▸ **WORK INSTRUCTIONS**:
Pull out every line in the entries below that contains the string "outlines". Case counts.

========================================================================

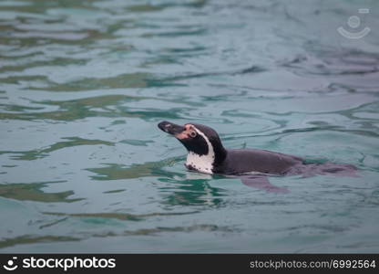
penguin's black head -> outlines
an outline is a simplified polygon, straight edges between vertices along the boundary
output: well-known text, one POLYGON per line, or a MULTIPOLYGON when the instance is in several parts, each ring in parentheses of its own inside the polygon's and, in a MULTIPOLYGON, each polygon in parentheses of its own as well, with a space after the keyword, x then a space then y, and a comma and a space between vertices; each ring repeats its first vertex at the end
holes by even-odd
POLYGON ((198 123, 186 123, 181 126, 167 121, 159 122, 158 127, 174 135, 189 153, 213 157, 213 163, 220 163, 226 157, 226 151, 219 134, 210 127, 198 123))

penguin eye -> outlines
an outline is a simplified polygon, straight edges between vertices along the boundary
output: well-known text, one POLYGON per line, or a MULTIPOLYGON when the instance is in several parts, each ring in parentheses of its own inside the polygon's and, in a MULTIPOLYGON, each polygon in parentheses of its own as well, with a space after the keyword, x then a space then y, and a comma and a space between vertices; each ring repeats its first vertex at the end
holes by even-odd
POLYGON ((192 138, 195 138, 196 135, 198 135, 198 133, 196 133, 195 131, 192 131, 192 132, 190 132, 190 136, 192 137, 192 138))

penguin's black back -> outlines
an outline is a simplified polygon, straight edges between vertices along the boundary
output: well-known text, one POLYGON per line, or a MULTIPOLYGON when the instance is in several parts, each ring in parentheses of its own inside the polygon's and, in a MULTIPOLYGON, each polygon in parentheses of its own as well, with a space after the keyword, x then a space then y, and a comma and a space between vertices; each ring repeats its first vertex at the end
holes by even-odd
POLYGON ((227 150, 225 160, 214 167, 214 172, 229 174, 259 172, 279 175, 302 163, 303 160, 300 157, 265 150, 227 150))

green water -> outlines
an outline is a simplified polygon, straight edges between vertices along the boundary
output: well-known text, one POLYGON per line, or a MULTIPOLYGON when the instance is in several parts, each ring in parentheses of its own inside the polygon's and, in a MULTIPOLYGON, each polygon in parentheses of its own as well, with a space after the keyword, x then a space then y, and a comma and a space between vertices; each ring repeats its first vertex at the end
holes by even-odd
POLYGON ((379 252, 378 11, 0 1, 0 252, 379 252), (359 176, 189 173, 163 120, 359 176))

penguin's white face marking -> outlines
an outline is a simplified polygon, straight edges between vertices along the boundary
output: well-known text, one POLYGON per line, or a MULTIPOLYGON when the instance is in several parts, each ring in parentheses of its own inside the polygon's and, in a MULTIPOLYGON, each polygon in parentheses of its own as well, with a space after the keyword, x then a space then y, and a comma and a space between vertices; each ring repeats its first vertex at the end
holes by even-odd
POLYGON ((198 172, 203 173, 203 174, 213 174, 212 168, 215 159, 215 153, 213 150, 213 146, 210 143, 208 137, 201 132, 200 130, 198 130, 195 126, 191 124, 186 124, 186 131, 181 132, 180 134, 178 134, 179 136, 176 136, 177 138, 180 139, 182 138, 194 138, 197 134, 200 135, 202 138, 204 138, 205 142, 208 145, 208 153, 200 155, 193 152, 189 152, 187 154, 187 162, 186 162, 186 167, 191 170, 196 170, 198 172))

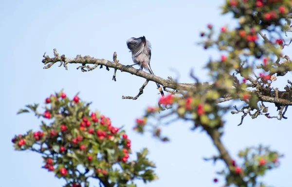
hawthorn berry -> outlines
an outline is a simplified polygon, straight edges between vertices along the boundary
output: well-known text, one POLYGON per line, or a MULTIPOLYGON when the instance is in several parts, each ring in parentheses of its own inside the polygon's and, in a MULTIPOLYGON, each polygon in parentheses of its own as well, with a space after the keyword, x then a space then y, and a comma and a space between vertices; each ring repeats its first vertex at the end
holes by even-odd
POLYGON ((100 168, 97 168, 96 170, 95 170, 95 171, 98 173, 100 173, 101 172, 101 169, 100 168))
POLYGON ((261 158, 258 161, 258 163, 260 166, 262 166, 266 164, 266 159, 265 158, 261 158))
POLYGON ((236 172, 237 174, 239 174, 241 172, 241 171, 242 171, 242 169, 241 168, 240 168, 239 166, 237 166, 235 168, 235 172, 236 172))
POLYGON ((75 144, 75 145, 77 144, 77 143, 78 143, 78 141, 77 140, 77 139, 75 138, 73 139, 71 141, 72 141, 72 143, 73 143, 73 144, 75 144))
POLYGON ((92 134, 93 133, 94 131, 94 130, 92 128, 89 128, 87 130, 87 132, 88 132, 88 133, 89 134, 92 134))
POLYGON ((37 132, 37 133, 38 134, 38 136, 39 137, 42 137, 44 136, 44 132, 43 132, 38 131, 38 132, 37 132))
POLYGON ((46 159, 46 163, 49 165, 53 164, 53 159, 51 158, 47 158, 46 159))
POLYGON ((46 99, 46 103, 51 103, 51 99, 49 97, 46 99))
POLYGON ((66 149, 63 146, 61 146, 60 147, 60 152, 64 152, 66 150, 66 149))
POLYGON ((119 131, 119 128, 118 128, 118 127, 111 128, 111 130, 110 130, 110 132, 111 132, 112 134, 115 134, 118 131, 119 131))
POLYGON ((67 130, 67 127, 66 127, 65 125, 61 125, 61 131, 62 131, 62 132, 65 131, 66 130, 67 130))
POLYGON ((244 37, 244 36, 245 36, 246 34, 246 33, 245 32, 245 31, 243 30, 239 31, 239 36, 240 36, 241 37, 244 37))
POLYGON ((60 169, 60 173, 63 176, 65 175, 67 173, 67 171, 66 168, 61 168, 60 169))
POLYGON ((62 92, 62 94, 61 94, 61 97, 62 97, 62 98, 64 98, 66 97, 66 94, 65 94, 64 93, 62 92))
POLYGON ((125 148, 123 148, 123 152, 125 154, 128 154, 128 150, 127 150, 127 149, 125 149, 125 148))
POLYGON ((74 97, 74 98, 73 98, 73 100, 75 103, 77 103, 79 102, 79 98, 78 97, 78 96, 75 95, 75 97, 74 97))
POLYGON ((223 26, 220 29, 221 31, 222 32, 225 32, 226 31, 227 28, 226 26, 223 26))
POLYGON ((50 134, 51 134, 51 136, 55 136, 57 135, 57 132, 55 129, 52 129, 50 132, 50 134))
POLYGON ((49 168, 48 168, 49 171, 54 171, 54 168, 53 166, 49 166, 49 168))
POLYGON ((22 146, 22 145, 24 145, 25 144, 25 140, 24 140, 24 139, 20 139, 18 141, 18 145, 19 147, 22 146))
POLYGON ((81 135, 77 135, 76 139, 77 139, 78 141, 81 141, 83 140, 83 137, 81 135))
POLYGON ((276 44, 278 44, 279 45, 282 45, 283 44, 283 40, 282 40, 280 39, 278 39, 276 40, 276 42, 275 42, 276 44))
POLYGON ((121 160, 124 162, 127 162, 127 158, 126 157, 125 157, 125 156, 123 157, 123 158, 122 158, 122 159, 121 160))
POLYGON ((84 144, 80 145, 79 147, 79 149, 80 151, 85 151, 86 150, 86 146, 84 144))
POLYGON ((87 159, 89 161, 91 161, 91 160, 92 160, 92 158, 93 158, 93 157, 91 155, 87 156, 87 159))
POLYGON ((85 126, 90 126, 91 124, 91 122, 90 122, 90 121, 88 121, 86 122, 85 122, 85 126))
POLYGON ((81 122, 80 122, 80 126, 85 126, 85 122, 84 122, 84 121, 82 121, 81 122))
POLYGON ((236 165, 236 164, 235 164, 235 160, 231 160, 231 164, 232 164, 232 165, 233 165, 233 166, 235 166, 235 165, 236 165))
POLYGON ((50 119, 51 118, 51 113, 49 112, 48 111, 46 111, 44 112, 44 117, 45 118, 48 118, 48 119, 50 119))
POLYGON ((280 12, 280 13, 283 14, 285 13, 286 9, 285 6, 281 5, 279 7, 278 10, 279 10, 279 12, 280 12))
POLYGON ((127 144, 126 144, 126 146, 127 147, 128 147, 128 148, 129 148, 130 147, 131 147, 131 144, 130 144, 130 143, 127 143, 127 144))

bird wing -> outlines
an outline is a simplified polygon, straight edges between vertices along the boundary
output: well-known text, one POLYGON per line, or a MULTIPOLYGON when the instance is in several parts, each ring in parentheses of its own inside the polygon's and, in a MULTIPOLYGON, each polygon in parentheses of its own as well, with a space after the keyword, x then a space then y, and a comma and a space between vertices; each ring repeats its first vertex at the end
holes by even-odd
POLYGON ((145 36, 140 38, 131 38, 127 41, 127 45, 133 55, 136 57, 143 50, 146 44, 146 39, 145 36))

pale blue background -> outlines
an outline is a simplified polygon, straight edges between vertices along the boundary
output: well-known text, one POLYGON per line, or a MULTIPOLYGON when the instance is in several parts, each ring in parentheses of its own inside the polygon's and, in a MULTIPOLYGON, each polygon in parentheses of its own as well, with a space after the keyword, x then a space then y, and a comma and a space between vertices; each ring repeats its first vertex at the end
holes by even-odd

========================================================================

▸ **ANSWER TO THIS PROBLEM**:
penguin's black head -> outlines
penguin eye -> outlines
penguin's black back -> outlines
green water -> outlines
penguin's white face marking -> outlines
hawthorn berry -> outlines
bird wing -> outlines
pale blue background -> outlines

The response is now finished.